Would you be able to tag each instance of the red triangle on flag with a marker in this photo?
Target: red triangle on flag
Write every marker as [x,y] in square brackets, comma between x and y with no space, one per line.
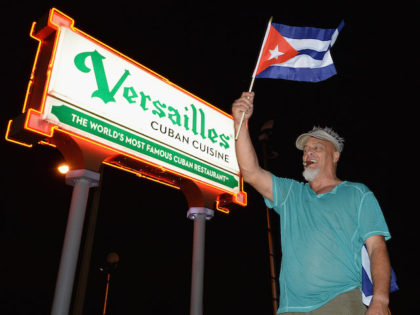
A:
[276,50]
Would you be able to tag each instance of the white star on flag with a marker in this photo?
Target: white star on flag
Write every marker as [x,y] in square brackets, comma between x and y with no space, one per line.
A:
[275,53]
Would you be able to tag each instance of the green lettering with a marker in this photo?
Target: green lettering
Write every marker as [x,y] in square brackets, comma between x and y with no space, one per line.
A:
[103,92]
[129,94]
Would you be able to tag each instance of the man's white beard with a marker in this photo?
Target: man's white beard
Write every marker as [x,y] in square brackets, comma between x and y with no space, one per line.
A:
[310,175]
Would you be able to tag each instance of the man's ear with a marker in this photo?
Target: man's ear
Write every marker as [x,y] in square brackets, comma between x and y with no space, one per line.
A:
[336,156]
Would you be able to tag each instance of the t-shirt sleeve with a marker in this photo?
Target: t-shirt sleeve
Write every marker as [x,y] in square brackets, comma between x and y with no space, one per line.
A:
[371,218]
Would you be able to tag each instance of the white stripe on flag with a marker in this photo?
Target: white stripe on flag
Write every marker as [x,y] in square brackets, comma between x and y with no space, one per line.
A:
[305,61]
[314,44]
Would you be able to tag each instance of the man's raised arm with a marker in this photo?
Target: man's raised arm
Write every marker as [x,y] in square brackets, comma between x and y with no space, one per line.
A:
[251,171]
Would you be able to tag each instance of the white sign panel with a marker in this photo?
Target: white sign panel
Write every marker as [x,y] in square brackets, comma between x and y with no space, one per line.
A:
[102,95]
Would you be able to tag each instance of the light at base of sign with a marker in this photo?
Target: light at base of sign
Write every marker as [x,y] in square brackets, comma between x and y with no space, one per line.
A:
[63,168]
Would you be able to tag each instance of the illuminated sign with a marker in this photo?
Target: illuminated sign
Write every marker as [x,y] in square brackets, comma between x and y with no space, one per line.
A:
[105,97]
[94,92]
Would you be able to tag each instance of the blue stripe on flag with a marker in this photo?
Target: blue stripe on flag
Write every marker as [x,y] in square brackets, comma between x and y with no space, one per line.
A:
[318,55]
[304,32]
[299,74]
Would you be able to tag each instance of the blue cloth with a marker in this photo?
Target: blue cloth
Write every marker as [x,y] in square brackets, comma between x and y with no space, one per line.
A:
[322,237]
[367,285]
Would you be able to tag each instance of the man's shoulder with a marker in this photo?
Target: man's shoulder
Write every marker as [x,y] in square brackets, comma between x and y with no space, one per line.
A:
[355,187]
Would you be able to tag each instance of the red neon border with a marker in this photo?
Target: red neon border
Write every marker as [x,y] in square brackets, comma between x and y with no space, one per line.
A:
[56,20]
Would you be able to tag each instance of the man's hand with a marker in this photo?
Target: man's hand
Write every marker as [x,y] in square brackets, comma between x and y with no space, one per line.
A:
[243,106]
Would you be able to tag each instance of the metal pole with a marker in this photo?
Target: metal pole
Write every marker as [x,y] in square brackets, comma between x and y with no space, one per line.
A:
[81,180]
[199,215]
[266,131]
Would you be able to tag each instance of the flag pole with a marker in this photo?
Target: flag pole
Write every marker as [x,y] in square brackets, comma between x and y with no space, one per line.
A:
[253,78]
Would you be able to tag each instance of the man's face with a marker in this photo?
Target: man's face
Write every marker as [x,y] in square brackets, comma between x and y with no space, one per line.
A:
[319,154]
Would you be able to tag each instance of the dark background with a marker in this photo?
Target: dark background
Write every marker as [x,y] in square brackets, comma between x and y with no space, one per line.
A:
[210,49]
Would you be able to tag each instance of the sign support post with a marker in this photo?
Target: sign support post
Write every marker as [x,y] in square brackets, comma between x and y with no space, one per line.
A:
[199,215]
[81,180]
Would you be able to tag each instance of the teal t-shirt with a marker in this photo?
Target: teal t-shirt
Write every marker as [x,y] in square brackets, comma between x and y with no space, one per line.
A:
[322,237]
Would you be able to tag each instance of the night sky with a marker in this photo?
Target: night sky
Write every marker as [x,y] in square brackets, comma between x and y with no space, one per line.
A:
[210,50]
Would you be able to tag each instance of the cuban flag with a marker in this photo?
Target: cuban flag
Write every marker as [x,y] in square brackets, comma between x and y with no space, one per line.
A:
[296,53]
[367,286]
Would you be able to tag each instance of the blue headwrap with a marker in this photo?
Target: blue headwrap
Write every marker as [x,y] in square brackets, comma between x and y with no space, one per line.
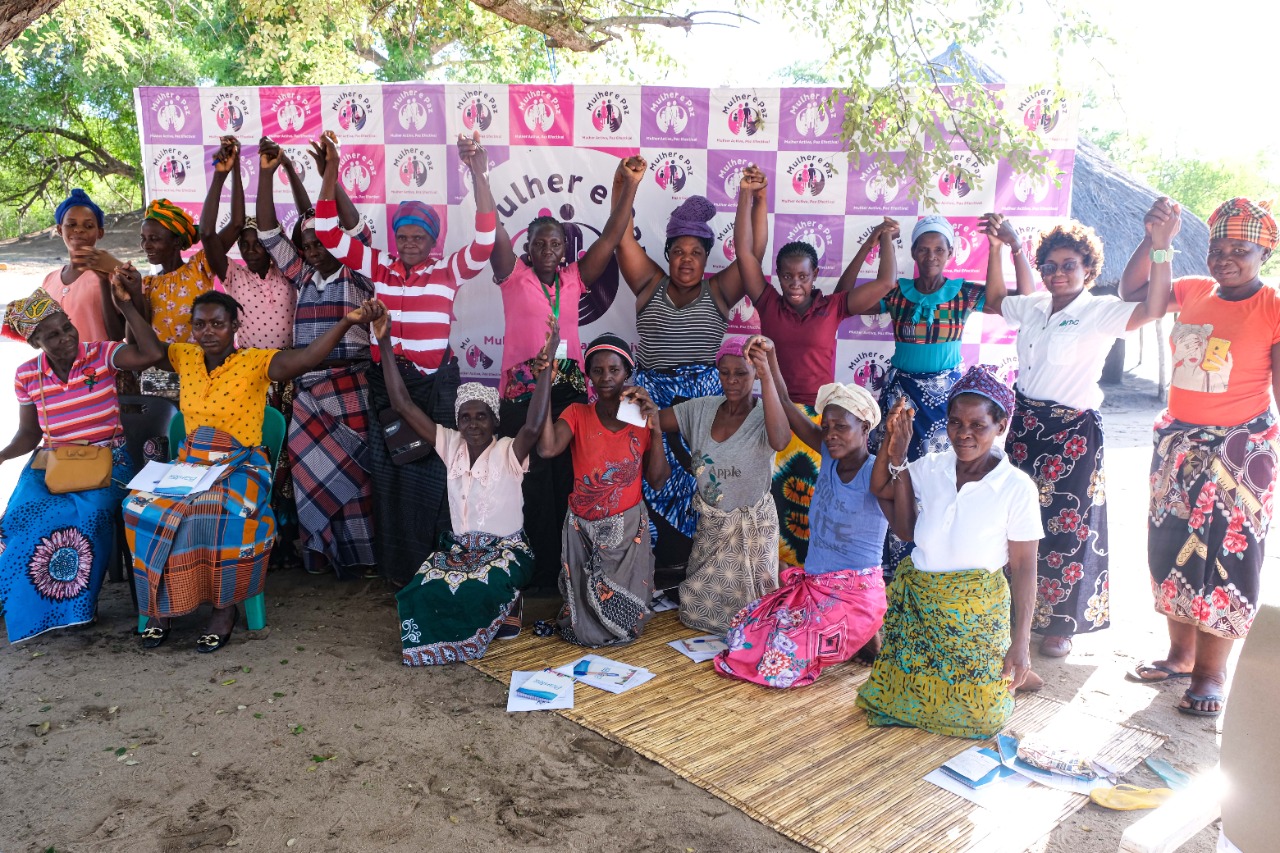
******************************
WORK REQUEST: Write out the listing above in full, word for word, with no pictures.

EXERCISE SOLUTION:
Would you be able to tag each instance of the red triangle on flag with a marker in this photo?
Target: red triangle on flag
Write every marker as [x,y] in square brackets, comma between x and y with no space, one per line.
A:
[276,50]
Would you be able to tag each instance of the white star on flag with a marker in this photo?
Target: white star on flag
Write every marker as [x,y] in square brackets, comma between x and y with no space, one per line.
A:
[275,53]
Would you be able to tag each instance of the green lettering with a marker in this photo?
Target: green lettering
Write every marker as [x,y] in square brackets, comma between x and y with no space, one per line.
A:
[103,92]
[129,94]
Would you be able to tag each instance of the man's white beard with a marker in this photo?
Target: man's white beard
Write every marker as [x,y] in square brackets, comma between x and y with no space, one per line.
A:
[310,175]
Would you be able to tag each instance of the man's ear with a marker in this photo?
Target: man's ear
Write every marker as [x,y] in square brackets, comma between x and y with no space, one per line.
A:
[336,156]
Would you be able to tag each instance of the t-shirt sleeve with a marker in this photo?
Target: t-shirt sleeve
Write every marker as [x,y] in square brackets, comma between x and y with no space, one per line.
A:
[371,218]
Would you be able to tag each instance of the white stripe on flag with a marker in this photo?
Target: white stripe on flag
Write every marker as [x,y] in square brackets, comma between x and y with no space, one per line.
A:
[305,61]
[314,44]
Would you be able to tag each instance of the man's raised arm with a marker in this photo?
Target: man's raised arm
Write every marker as [x,y] in square brackets, comma between x and y with no space, one per line.
A:
[251,171]
Would you be able to tag each instance of the white sign panel with a marker in this photo?
Target: white sign panel
Write every marker as [x,y] in square brackets, comma between x and y with no space, one per line.
A:
[102,95]
Would you be able to tag each instance of the light at base of sign with a marker in this photo?
Target: light at base of sign
Write every marker as [x,y] in square brackets, comma between x and y with no space, one per line.
A:
[63,168]
Would you be able to tag each instance of the illuminated sign with a marker in this photo?
Target: illuminated sign
Write every marker as [x,y] in square brackets, comma between x and y with no space, one per line.
A:
[105,97]
[94,92]
Would you be able to tag each instance of the blue stripe on flag with a marker in this photo?
Target: blue stripe on flag
Write every marker as [x,y] in square brackets, comma between x and y with no space, one per line.
A:
[318,55]
[304,32]
[299,74]
Would you be able to tag each instance of the blue cloth with a marker in this photo?
Target: blue cloth
Write every marker as [x,y] in square brackets, comma between x and y with no space, one per line.
A:
[322,237]
[367,285]
Would you be able to tag each instance of the man's shoulder with a marker in this photo?
Target: man's shoulder
Write every marker as [x,y] in square brackets, comma between x and y with no space, one per line.
A:
[355,187]
Would you be able to tag each instance of the red neon border with a marker in this photo?
Target: red neon border
Write every marker as [x,y] in square brackets, comma between x and y with no space, one per line.
A:
[56,20]
Would you be able to tag each instance of the man's hand with a marker in this photo?
Target: man's hand
Write every marker as [x,y] in square brackets, comma between x and y with no space, one per line.
A:
[243,106]
Would you be able to tag each instance of the metal pole with a marker in this photo?
Target: metal pole
Write every marker as [x,y] in square brackets, comma between x and y with no space, one per line.
A:
[81,180]
[199,215]
[266,131]
Would you be able to tag each instance of the flag pole with a marker in this photo?
Target: flag pole
Write every marker as [x,y] in square brackets, comma between x and y with no space, one per line.
A:
[253,78]
Would you be able to tag each instance of the man's face with a marker in this photo?
Target: man's face
Write every marker as [x,y] in square brackets, comma between x and y with no space, one per line.
A:
[319,154]
Would you be able to tag each instance of the dark background with a marker in this photo?
Target: dark background
Write every marker as [x,y] in square brackets, comma between x and y with no space, one per line.
A:
[210,49]
Would you be able to tag each instance of the sign support post with a marker in this photo?
Target: sign support post
Write every marker as [x,y] in square brackets, comma between x and y with no space, one per line.
A:
[199,215]
[81,180]
Would you be able to tag each instance of the teal t-shirt with a marker in this photo?
Target: teal t-shirt
Write every marker as [x,y] in square brackets, comma between x and y with no space, one per line.
A:
[322,237]
Would you be able to tag each instance of the night sky with a marker in this photo?
Target: night sky
Write every marker as [x,y] in square brackets, comma between x and y with no space, one per line.
A:
[210,50]
Would you be able to tag each instance of the cuban flag with a marker in this photo?
Target: cuban flag
Write every marker as [x,y] in square brackets, comma between x and y with no space, one per line.
A:
[296,53]
[367,286]
Would you be able to tag each instance of the blue headwrap with a marker in this photo?
Target: blue headwrap
Write every marker as [x,y] in square brackets, comma between x and y with no space, one per line.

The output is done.